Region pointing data
____________

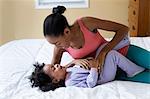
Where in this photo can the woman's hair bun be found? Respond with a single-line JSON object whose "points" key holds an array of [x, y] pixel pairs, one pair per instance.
{"points": [[59, 10]]}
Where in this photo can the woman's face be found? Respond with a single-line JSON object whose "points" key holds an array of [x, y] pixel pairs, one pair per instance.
{"points": [[57, 72], [62, 40]]}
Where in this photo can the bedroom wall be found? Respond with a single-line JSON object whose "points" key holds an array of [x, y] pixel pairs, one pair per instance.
{"points": [[21, 20], [0, 22]]}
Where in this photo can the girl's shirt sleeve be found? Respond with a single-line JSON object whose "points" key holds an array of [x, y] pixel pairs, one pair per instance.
{"points": [[92, 78]]}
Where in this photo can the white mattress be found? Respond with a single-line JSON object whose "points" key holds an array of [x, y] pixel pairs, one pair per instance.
{"points": [[17, 57]]}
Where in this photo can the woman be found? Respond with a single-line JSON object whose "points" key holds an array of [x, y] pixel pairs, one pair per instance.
{"points": [[82, 39]]}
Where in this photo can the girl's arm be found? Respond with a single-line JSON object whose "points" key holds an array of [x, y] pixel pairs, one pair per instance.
{"points": [[57, 55], [120, 32]]}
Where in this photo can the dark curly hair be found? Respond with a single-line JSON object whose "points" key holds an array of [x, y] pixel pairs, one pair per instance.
{"points": [[42, 80], [55, 23]]}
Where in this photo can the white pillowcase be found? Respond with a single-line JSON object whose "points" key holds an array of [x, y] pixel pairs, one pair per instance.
{"points": [[46, 53]]}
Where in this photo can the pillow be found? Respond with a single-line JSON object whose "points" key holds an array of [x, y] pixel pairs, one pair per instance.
{"points": [[45, 55], [139, 56]]}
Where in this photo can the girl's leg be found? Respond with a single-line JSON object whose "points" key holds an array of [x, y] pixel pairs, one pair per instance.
{"points": [[114, 59]]}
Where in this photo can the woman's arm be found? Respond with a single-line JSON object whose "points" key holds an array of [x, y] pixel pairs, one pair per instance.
{"points": [[120, 32], [57, 55]]}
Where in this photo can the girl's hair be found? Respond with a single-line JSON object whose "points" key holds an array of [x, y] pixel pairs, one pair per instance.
{"points": [[55, 23], [43, 81]]}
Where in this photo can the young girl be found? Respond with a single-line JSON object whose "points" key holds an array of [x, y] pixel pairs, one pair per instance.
{"points": [[82, 39], [49, 77]]}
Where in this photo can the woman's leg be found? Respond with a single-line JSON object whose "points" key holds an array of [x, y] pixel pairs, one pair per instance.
{"points": [[114, 59]]}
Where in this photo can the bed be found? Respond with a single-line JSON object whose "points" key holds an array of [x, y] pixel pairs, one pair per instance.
{"points": [[17, 57]]}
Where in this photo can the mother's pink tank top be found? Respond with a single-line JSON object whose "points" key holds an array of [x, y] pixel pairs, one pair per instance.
{"points": [[92, 42]]}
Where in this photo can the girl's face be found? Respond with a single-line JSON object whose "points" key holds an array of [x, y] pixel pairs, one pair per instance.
{"points": [[56, 72]]}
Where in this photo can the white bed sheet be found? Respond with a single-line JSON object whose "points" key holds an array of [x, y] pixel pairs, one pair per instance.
{"points": [[17, 57]]}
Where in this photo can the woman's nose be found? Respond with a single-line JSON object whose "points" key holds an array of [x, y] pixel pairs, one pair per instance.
{"points": [[56, 65]]}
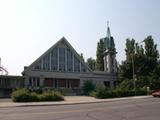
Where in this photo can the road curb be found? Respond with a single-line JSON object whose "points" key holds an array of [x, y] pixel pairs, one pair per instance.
{"points": [[73, 103]]}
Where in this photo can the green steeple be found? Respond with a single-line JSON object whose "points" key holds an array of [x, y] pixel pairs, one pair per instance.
{"points": [[109, 40]]}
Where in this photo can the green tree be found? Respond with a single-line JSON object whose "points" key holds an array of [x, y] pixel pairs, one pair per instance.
{"points": [[145, 62], [91, 63], [151, 54], [99, 54]]}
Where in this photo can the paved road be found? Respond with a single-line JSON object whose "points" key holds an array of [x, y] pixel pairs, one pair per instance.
{"points": [[137, 109]]}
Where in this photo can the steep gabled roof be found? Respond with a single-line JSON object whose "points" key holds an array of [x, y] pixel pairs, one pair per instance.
{"points": [[63, 39]]}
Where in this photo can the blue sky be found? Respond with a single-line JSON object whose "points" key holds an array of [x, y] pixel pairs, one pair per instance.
{"points": [[29, 27]]}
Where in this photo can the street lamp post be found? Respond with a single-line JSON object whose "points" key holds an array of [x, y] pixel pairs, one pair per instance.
{"points": [[133, 70], [133, 75]]}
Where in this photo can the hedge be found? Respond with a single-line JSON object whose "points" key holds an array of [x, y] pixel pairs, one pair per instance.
{"points": [[25, 95], [104, 93]]}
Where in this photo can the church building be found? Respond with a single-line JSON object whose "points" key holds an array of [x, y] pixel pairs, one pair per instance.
{"points": [[61, 67]]}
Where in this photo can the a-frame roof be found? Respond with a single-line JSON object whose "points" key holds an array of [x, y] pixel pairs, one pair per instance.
{"points": [[63, 39]]}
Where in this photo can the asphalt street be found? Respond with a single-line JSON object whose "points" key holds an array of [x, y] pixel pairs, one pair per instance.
{"points": [[136, 109]]}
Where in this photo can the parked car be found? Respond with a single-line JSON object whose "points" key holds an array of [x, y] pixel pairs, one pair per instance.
{"points": [[156, 94]]}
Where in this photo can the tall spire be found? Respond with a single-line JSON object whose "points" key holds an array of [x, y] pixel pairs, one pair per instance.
{"points": [[108, 31]]}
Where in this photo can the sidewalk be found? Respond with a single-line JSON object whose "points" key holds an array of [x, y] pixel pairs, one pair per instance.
{"points": [[69, 100]]}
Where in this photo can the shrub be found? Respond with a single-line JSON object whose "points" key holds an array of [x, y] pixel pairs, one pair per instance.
{"points": [[51, 96], [88, 87], [24, 95]]}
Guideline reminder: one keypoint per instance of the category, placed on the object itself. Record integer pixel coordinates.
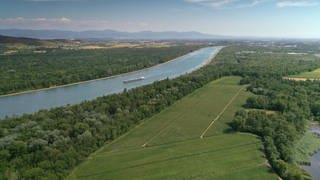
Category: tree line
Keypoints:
(29, 70)
(49, 143)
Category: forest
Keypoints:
(50, 67)
(50, 143)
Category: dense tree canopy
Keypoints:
(29, 70)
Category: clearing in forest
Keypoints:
(168, 145)
(312, 75)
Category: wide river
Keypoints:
(314, 168)
(73, 94)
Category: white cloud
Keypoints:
(220, 4)
(283, 4)
(65, 23)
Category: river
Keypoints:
(27, 103)
(314, 168)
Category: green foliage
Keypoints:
(28, 70)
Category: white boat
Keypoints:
(134, 79)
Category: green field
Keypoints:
(306, 147)
(168, 145)
(313, 74)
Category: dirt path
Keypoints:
(221, 113)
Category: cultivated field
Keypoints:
(168, 145)
(313, 75)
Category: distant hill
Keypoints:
(28, 41)
(107, 34)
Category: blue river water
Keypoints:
(45, 99)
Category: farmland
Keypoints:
(312, 75)
(169, 144)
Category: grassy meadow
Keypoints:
(168, 145)
(315, 74)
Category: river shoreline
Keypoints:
(32, 101)
(92, 80)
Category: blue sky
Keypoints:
(268, 18)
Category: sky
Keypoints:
(259, 18)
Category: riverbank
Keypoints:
(103, 78)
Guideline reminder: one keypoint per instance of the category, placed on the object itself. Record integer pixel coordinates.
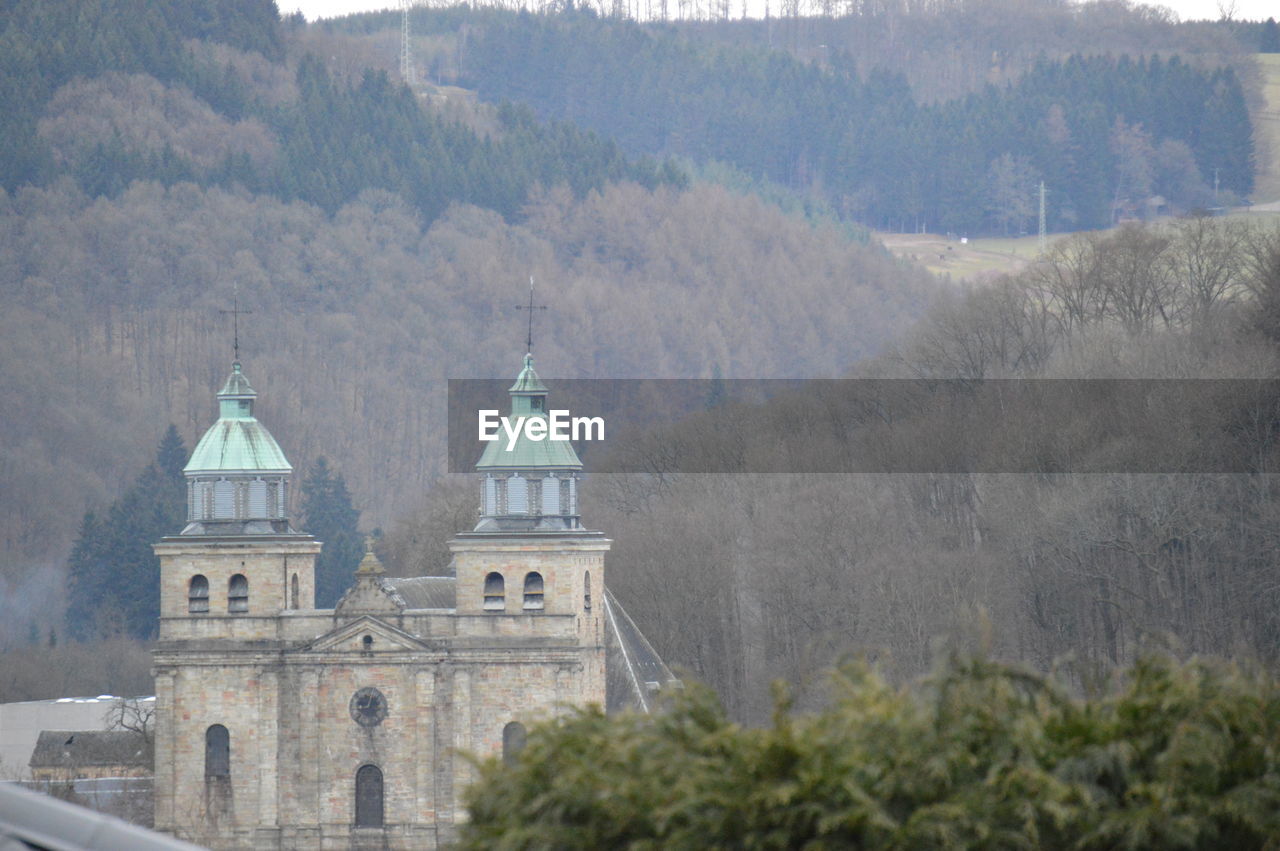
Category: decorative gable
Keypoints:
(366, 634)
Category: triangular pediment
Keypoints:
(350, 637)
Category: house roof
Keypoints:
(33, 820)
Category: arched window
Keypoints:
(197, 595)
(494, 596)
(369, 797)
(534, 590)
(512, 741)
(218, 753)
(237, 594)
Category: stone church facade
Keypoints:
(283, 726)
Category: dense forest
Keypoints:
(1104, 133)
(159, 158)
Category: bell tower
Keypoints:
(231, 585)
(530, 556)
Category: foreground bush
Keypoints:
(1183, 755)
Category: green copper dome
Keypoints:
(528, 399)
(237, 442)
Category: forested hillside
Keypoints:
(1043, 564)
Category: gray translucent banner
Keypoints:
(899, 426)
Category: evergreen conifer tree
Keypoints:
(328, 513)
(114, 573)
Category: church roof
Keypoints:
(424, 591)
(237, 442)
(528, 399)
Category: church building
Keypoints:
(283, 726)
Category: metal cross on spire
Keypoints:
(530, 307)
(236, 314)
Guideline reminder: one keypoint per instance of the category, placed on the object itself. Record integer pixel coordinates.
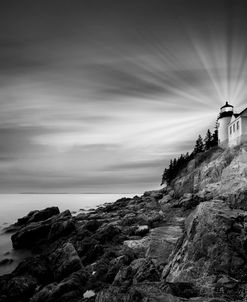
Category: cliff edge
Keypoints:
(185, 242)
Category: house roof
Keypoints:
(226, 105)
(242, 111)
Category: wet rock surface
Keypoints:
(187, 242)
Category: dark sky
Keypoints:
(97, 96)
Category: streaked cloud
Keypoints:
(98, 96)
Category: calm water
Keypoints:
(13, 206)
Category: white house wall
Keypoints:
(240, 134)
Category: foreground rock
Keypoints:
(187, 242)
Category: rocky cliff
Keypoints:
(186, 242)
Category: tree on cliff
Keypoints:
(176, 165)
(199, 146)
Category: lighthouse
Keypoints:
(224, 119)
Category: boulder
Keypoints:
(34, 232)
(37, 267)
(60, 229)
(20, 288)
(64, 261)
(30, 234)
(214, 244)
(70, 289)
(35, 216)
(107, 233)
(89, 249)
(139, 246)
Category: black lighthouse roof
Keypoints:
(226, 105)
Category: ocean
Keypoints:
(14, 206)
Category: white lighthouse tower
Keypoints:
(224, 119)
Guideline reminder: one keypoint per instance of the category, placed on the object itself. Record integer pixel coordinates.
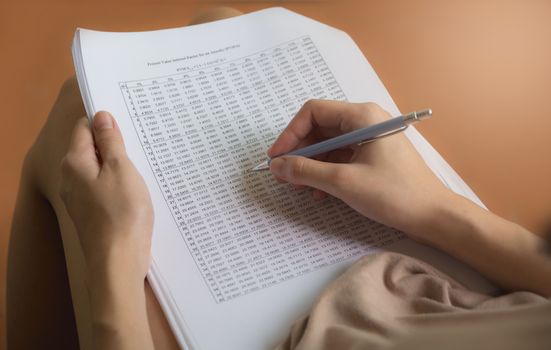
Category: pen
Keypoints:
(360, 136)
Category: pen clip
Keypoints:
(402, 128)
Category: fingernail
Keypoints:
(277, 166)
(269, 152)
(103, 120)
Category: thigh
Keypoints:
(42, 170)
(47, 293)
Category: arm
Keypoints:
(110, 206)
(388, 181)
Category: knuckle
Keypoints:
(372, 113)
(340, 177)
(67, 164)
(297, 168)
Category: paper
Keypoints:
(237, 256)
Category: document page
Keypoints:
(237, 257)
(203, 130)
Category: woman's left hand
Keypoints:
(107, 200)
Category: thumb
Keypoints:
(108, 137)
(305, 171)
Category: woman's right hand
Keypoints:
(385, 180)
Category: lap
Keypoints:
(39, 194)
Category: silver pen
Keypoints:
(360, 136)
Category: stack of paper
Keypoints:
(236, 256)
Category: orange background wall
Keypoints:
(484, 67)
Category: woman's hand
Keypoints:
(110, 206)
(385, 180)
(107, 200)
(389, 182)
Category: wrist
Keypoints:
(452, 220)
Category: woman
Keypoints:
(406, 304)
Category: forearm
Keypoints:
(119, 315)
(504, 252)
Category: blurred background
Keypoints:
(484, 67)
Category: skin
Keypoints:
(111, 209)
(47, 307)
(109, 203)
(378, 179)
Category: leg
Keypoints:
(44, 247)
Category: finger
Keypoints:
(304, 171)
(108, 137)
(81, 155)
(318, 194)
(328, 119)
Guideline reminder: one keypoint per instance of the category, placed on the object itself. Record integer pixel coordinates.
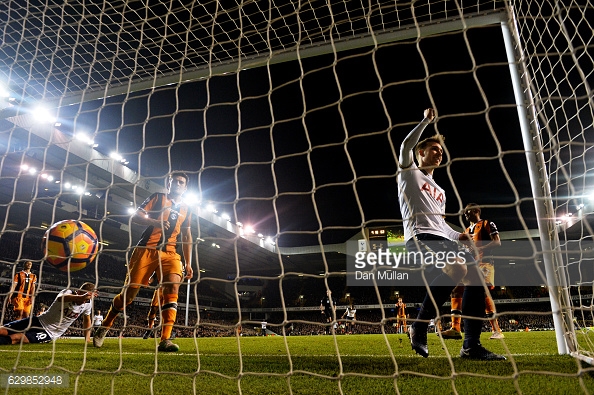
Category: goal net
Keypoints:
(288, 119)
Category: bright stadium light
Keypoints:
(4, 93)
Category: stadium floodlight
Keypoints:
(4, 93)
(116, 156)
(191, 199)
(42, 115)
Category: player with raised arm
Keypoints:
(66, 308)
(350, 314)
(22, 291)
(165, 216)
(400, 316)
(485, 235)
(422, 205)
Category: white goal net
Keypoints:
(288, 118)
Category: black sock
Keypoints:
(473, 304)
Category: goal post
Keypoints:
(545, 213)
(196, 87)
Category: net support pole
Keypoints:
(188, 303)
(549, 238)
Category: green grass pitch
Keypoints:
(358, 364)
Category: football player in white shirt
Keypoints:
(66, 308)
(422, 205)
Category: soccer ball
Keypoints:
(70, 245)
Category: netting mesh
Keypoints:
(288, 117)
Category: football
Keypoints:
(70, 245)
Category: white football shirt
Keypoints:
(58, 318)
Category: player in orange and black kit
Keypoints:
(166, 217)
(400, 316)
(154, 309)
(23, 289)
(485, 236)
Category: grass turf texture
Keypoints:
(358, 364)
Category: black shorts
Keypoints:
(31, 328)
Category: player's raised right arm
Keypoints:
(406, 149)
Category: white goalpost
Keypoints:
(287, 117)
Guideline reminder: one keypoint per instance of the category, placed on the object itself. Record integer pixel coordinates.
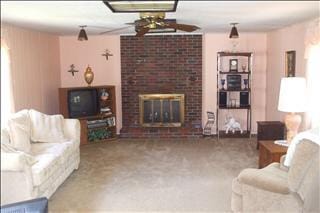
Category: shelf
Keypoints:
(237, 134)
(99, 116)
(100, 127)
(247, 54)
(244, 107)
(234, 90)
(225, 72)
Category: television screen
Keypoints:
(83, 102)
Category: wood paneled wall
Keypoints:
(35, 68)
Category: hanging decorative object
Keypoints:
(107, 53)
(234, 32)
(88, 75)
(72, 70)
(82, 34)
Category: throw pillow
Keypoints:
(19, 131)
(46, 128)
(14, 160)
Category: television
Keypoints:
(83, 102)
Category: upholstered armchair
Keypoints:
(277, 188)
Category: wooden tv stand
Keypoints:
(99, 127)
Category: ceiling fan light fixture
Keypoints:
(82, 34)
(234, 32)
(120, 6)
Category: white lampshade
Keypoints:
(293, 94)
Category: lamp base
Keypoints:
(292, 122)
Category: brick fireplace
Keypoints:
(161, 64)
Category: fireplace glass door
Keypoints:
(161, 110)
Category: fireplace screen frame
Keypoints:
(161, 97)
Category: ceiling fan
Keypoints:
(156, 22)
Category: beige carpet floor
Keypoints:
(179, 175)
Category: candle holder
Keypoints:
(245, 82)
(223, 81)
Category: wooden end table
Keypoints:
(270, 152)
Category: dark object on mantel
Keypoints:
(270, 130)
(234, 82)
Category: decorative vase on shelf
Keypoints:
(88, 75)
(104, 95)
(223, 81)
(244, 67)
(245, 82)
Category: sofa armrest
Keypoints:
(16, 161)
(282, 166)
(72, 129)
(270, 178)
(16, 186)
(16, 177)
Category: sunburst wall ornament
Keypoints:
(72, 70)
(107, 53)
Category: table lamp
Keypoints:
(292, 99)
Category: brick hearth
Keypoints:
(161, 64)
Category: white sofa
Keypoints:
(39, 169)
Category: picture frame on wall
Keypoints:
(290, 70)
(233, 65)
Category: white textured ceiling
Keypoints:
(64, 17)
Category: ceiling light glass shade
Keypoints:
(82, 35)
(141, 6)
(234, 33)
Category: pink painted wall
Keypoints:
(84, 53)
(247, 42)
(35, 68)
(278, 42)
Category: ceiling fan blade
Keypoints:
(183, 27)
(142, 31)
(117, 29)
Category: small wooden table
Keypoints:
(270, 152)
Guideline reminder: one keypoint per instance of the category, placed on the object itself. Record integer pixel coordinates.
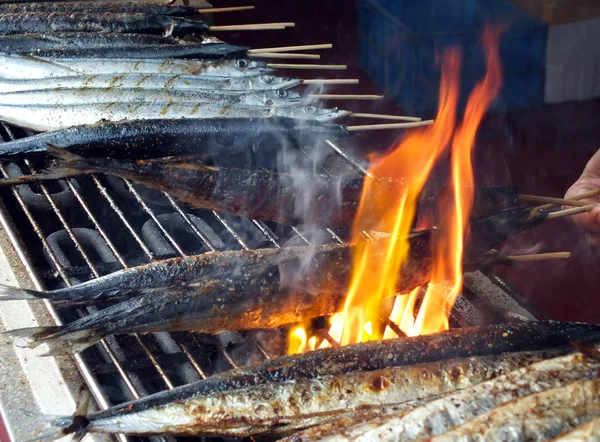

____________

AIM OF THE TASK: For the records above, count the lines holding the word "raised" and give only that number.

EXERCISE RESULT: 2